Recorded data:
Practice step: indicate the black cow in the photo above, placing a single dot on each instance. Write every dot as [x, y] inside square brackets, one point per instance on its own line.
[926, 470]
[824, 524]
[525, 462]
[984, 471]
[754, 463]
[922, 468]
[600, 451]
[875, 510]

SHORT PROBLEM
Please reproduce the data above line for line, changing nothing.

EXPECTED ANSWER
Practice step: indicate the black cow in the photo above, placing a single dot on each instance. Write every dot as [x, y] inside square brackets, one point per instance on its own line.
[926, 470]
[824, 524]
[525, 462]
[984, 471]
[754, 463]
[922, 468]
[600, 451]
[875, 510]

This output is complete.